* **Aim of the task**
Gather every line from the items below that contains the string "carved", and copy each one.

[Labeled region records]
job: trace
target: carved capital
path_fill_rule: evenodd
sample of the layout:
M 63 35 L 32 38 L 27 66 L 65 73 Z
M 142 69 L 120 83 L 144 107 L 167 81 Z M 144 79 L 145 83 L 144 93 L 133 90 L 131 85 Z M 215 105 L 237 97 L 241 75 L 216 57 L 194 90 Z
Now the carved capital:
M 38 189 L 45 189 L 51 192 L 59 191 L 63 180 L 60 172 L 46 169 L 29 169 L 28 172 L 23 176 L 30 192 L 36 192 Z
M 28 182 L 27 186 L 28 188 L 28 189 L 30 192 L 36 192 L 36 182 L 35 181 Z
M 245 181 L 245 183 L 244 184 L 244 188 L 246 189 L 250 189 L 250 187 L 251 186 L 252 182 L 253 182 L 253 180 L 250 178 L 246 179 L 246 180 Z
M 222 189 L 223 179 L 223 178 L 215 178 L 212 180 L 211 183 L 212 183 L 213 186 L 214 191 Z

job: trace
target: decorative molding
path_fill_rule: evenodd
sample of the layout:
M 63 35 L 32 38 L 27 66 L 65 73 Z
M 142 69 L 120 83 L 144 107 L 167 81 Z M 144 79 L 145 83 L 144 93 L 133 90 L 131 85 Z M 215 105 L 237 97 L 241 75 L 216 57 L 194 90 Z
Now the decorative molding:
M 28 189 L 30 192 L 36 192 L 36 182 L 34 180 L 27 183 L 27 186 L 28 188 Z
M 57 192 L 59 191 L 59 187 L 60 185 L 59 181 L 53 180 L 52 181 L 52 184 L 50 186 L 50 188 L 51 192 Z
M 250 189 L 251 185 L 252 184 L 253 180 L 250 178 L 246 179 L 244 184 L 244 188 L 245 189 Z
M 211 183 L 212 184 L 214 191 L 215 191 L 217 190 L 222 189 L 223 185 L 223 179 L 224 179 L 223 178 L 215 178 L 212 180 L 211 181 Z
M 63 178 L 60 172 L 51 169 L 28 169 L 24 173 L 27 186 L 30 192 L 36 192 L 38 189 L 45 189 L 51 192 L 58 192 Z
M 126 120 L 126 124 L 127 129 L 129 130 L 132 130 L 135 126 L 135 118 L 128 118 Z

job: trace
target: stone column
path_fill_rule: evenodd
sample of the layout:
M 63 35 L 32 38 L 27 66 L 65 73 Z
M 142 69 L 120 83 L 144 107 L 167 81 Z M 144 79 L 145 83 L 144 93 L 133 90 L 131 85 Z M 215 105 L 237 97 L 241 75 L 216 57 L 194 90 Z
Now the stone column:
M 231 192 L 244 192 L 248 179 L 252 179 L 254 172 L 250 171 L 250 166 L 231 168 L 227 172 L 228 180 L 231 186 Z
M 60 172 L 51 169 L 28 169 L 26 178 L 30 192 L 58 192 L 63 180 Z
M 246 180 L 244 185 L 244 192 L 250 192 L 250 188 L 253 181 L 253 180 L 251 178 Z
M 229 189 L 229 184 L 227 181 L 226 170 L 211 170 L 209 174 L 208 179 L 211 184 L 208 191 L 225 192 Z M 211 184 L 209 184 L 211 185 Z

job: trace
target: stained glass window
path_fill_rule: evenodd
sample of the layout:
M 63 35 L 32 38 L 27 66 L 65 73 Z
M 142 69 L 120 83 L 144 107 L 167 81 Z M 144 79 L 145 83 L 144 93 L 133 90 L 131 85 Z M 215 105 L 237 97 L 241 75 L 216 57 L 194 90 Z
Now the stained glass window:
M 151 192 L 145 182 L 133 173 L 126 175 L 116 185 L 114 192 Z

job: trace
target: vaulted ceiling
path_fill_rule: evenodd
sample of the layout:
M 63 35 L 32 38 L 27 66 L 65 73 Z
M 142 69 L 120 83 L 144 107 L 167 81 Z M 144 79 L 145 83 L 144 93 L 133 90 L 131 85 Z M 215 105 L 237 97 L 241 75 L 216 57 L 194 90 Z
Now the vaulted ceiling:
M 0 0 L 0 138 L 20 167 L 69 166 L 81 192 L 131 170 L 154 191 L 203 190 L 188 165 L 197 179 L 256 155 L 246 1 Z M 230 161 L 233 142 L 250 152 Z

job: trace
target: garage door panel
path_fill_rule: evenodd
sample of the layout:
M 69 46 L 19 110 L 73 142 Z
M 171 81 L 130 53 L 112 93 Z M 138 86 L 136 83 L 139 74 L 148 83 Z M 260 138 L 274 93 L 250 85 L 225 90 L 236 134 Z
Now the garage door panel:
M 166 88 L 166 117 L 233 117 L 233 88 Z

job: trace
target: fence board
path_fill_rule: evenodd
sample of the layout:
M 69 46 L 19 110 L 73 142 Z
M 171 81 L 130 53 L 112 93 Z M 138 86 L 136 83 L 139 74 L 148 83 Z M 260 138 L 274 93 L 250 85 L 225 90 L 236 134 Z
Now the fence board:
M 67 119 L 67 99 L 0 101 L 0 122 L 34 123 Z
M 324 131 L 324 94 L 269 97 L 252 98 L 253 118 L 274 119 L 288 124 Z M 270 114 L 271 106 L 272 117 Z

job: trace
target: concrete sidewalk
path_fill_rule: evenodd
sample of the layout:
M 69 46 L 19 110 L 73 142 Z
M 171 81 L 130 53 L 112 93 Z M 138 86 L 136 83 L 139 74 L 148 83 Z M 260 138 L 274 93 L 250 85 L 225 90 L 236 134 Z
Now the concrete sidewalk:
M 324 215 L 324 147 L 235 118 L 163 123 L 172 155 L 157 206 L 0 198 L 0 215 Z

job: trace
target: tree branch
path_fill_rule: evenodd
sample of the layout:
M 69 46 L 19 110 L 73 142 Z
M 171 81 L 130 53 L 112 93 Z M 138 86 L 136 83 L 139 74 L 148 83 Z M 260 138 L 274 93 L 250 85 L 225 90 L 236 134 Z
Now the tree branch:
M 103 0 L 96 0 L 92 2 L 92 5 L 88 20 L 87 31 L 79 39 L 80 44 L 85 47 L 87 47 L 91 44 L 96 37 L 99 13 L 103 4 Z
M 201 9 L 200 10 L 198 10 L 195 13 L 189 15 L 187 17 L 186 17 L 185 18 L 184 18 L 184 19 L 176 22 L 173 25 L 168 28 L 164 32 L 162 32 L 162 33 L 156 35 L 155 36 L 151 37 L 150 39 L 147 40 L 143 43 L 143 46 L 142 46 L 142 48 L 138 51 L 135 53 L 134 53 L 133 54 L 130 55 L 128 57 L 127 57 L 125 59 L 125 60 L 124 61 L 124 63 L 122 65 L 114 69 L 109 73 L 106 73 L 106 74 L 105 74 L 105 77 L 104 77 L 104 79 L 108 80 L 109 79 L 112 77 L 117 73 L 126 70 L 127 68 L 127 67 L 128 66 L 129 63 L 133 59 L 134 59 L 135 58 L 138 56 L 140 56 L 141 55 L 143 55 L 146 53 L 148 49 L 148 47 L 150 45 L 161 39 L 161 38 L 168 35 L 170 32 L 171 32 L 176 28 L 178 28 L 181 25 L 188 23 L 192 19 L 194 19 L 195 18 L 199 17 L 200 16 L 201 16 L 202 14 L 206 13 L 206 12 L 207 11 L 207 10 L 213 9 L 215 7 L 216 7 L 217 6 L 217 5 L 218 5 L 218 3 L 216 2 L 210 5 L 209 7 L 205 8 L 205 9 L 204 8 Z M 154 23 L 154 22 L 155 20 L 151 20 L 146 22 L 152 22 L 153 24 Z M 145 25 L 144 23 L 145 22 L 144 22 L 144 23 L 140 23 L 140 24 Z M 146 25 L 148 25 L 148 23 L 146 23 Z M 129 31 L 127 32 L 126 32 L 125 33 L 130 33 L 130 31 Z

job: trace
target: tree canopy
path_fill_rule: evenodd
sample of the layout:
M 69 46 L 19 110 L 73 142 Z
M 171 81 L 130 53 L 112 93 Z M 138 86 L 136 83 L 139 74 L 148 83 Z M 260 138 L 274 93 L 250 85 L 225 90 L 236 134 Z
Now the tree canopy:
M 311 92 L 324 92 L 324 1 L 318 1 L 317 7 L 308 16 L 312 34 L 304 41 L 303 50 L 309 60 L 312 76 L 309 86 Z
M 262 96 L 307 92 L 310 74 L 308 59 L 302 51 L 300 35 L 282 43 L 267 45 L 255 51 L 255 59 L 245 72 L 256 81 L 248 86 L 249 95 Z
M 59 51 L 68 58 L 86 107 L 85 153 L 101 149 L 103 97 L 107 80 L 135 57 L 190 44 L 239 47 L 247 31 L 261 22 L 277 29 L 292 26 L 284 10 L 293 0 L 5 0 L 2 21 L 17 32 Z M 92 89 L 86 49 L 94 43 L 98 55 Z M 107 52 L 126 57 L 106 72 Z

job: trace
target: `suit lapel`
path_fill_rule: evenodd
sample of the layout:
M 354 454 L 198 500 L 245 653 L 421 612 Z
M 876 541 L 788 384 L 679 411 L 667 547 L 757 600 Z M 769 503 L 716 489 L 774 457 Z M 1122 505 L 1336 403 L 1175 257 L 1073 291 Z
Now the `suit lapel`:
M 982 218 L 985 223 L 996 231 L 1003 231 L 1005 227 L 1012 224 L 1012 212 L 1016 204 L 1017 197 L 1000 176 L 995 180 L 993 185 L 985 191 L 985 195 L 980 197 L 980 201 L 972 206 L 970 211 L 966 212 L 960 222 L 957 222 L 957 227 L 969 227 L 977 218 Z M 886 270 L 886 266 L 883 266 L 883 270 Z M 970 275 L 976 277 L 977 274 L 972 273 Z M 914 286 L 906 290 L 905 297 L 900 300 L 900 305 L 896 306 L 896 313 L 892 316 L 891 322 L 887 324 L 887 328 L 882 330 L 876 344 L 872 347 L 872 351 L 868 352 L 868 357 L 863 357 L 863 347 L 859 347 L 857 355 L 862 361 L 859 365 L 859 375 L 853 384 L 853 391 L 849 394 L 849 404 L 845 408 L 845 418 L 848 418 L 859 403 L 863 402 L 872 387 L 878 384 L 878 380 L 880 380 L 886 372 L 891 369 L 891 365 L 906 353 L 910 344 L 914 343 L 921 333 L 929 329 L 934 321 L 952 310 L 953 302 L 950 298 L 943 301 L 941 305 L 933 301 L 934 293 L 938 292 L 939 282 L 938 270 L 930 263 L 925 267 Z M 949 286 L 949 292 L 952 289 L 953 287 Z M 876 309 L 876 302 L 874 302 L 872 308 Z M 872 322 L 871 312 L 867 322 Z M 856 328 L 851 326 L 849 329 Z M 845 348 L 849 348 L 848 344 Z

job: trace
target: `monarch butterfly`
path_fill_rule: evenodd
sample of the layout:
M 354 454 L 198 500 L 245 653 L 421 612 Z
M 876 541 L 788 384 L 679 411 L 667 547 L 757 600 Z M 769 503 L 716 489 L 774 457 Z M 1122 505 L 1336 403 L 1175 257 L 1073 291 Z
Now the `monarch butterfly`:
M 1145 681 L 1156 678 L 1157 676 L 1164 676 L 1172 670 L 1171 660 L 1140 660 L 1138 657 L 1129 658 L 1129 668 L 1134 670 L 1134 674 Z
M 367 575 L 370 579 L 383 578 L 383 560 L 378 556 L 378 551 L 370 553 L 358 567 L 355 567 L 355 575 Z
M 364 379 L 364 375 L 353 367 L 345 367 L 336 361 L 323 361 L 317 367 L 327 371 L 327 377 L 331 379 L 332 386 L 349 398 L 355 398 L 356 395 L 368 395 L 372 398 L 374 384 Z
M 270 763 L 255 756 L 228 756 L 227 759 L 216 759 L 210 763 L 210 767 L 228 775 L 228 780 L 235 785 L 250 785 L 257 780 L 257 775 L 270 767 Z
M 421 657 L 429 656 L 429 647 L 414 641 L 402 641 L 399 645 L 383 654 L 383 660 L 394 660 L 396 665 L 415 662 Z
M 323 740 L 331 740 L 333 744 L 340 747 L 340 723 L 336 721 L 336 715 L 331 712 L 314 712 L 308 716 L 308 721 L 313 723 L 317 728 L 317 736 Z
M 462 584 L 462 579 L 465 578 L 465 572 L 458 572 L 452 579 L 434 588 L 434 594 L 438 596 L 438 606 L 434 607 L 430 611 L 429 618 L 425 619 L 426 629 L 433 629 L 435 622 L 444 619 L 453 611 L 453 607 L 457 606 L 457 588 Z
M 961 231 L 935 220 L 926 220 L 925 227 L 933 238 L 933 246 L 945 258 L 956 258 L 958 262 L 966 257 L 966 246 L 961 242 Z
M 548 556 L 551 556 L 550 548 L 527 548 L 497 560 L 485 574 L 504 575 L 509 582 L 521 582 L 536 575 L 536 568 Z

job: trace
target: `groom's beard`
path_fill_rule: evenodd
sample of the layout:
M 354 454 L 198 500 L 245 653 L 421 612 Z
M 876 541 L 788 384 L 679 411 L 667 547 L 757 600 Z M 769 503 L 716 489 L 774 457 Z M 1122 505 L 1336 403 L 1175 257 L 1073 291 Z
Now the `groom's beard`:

* **Finished task**
target: carved capital
Now the carved capital:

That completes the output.